STATED PROBLEM: Reproduce every line of the records below verbatim, keeping the original order.

Pointing records for named objects:
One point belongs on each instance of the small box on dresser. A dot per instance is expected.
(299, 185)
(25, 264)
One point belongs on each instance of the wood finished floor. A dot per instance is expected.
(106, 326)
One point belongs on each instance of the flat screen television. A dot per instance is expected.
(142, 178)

SOLUTION TO THE PROBLEM:
One point belongs on each instance of the small box on dresser. A dot per instance is expected.
(299, 185)
(25, 264)
One point belongs on each instance of the wood finished floor. A dot per instance is expected.
(106, 326)
One point belongs on each instance of the flat screen television. A dot per instance is expected.
(142, 178)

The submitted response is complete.